UNTERSUCHTER TEXT:
Doch gerade in den Jahren zuvor droht Vereinsamung, wenn das soziale
Umfeld wegstirbt. Uwe Rumpp, Senior aus Rielasingen-Worblingen, beobachtet, dass die Gesellschaft auseinanderdriftet. Wo vor 100 Jahren Mehrgenerationenwohnen in vielen Familien noch normal war, muss man heute
Projekte ins Leben rufen, um Alt und Jung zusammenzuführen, da die Individualisierung von Lebensläufen immer häufiger Biografien aus zwischenmenschlichen Bindungen herauslöst – ganz egal ob aufgrund beruflicher Ortswechsel oder gescheiterter Beziehungen. Statistisch sei zu beobachten, dass im Alter immer mehr Menschen auf sich alleine gestellt sind und damit nicht mehr zurechtkommen. „Es muss uns gelingen, den demografischen Wandel so zu gestalten, dass er
für alle zum Gewinn wird“, betont Bärbel Mielich, Staatssekretärin aus dem
Landessozialministerium, bei ihrem Besuch im Hegau. Sie ist nicht zum ersten Mal in Singen und kennt die Ambitionen der Stadt, soziales Leben zu entfachen. Die Beteiligung am Landesprogramm „Älter werden im Quartier“ ist da ein wesentlicher Baustein. „Es ist eine gute Zeit, etwas Neues entstehen zu lassen“, betont Mielich. Einerseits sei es Ziel der Sozialpolitik, die ambulante
Pflege auszubauen und möglichst vielen Menschen den Umzug in die Pflegeeinrichtung zu ersparen, denn dies entlaste auch die Sozialkassen. Andererseits müsse man erkennen, dass der Wunsch, zu Hause alt zu werden, auch zur Herausforderung für Angehörige wird. „70 Prozent der zu Pflegenden
werden zuhause betreut“, sagt Mielich in Bezug auf die Mehrbelastung für
pflegende Angehörige. Und Parteikollegin Dorothea Wehinger, Landtagsabgeordnete der Grünen, ergänzt: „Pflegende Angehörige werden in der Debatte oft vergessen.“ Der Ausbau ambulanter Betreuungsangebote hat für beide deshalb Priorität – ganz egal ob es um Tages- oder Nachtpflegestationen geht. „Das sind die Betreuungseinrichtungen für Senioren“, sagt Mielich. Und genau davon gebe es zur Entlastung Angehöriger noch viel zu wenige in Baden-Württemberg. Beim Schwerpunkt Quartiersentwicklung sei es wichtig, Betreuungseinrichtungen nicht nur für
Bewohner zu konzipieren, sondern für die Nachbarschaft zu öffnen, wie es im
Konzept des Servicehaus Sonnenhalde vorgesehen sei. Heimleiterin Heidrun
Gonser hat damit gute Erfahrungen gemacht: „Unsere Offenheit wird angenommen“, sagt sie.

GEZEIGTES MATERIAL:
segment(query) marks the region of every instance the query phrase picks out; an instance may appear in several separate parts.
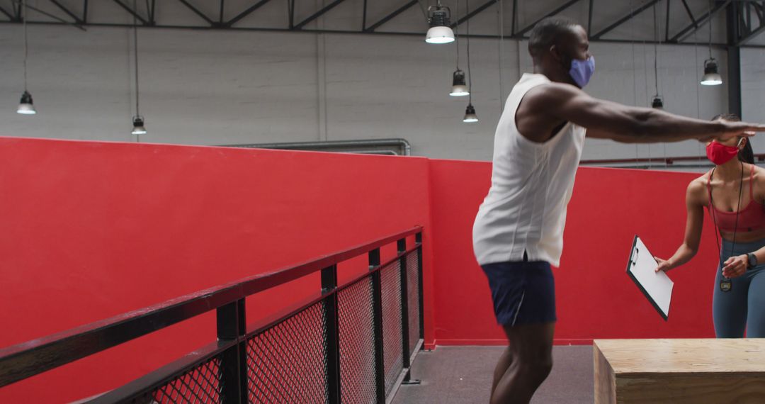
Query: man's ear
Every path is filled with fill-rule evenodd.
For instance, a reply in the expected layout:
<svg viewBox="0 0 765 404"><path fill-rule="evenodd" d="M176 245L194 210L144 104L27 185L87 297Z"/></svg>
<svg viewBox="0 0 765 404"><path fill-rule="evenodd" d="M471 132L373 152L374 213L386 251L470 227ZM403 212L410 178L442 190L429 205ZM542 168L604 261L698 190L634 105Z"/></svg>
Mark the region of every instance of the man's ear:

AUFGABENSTELLUNG:
Nennen Sie alle Personen, die im untersuchten Text mit Namen vorkommen. Geben Sie zu jeder die Funktion oder Beschreibung an, die der Text ihr zuordnet.

SCHRIFTLICHE ANTWORT:
- Uwe Rumpp: Senior aus Rielasingen-Worblingen
- Bärbel Mielich: Staatssekretärin aus dem Landessozialministerium
- Dorothea Wehinger: Landtagsabgeordnete der Grünen
- Heidrun Gonser: Heimleiterin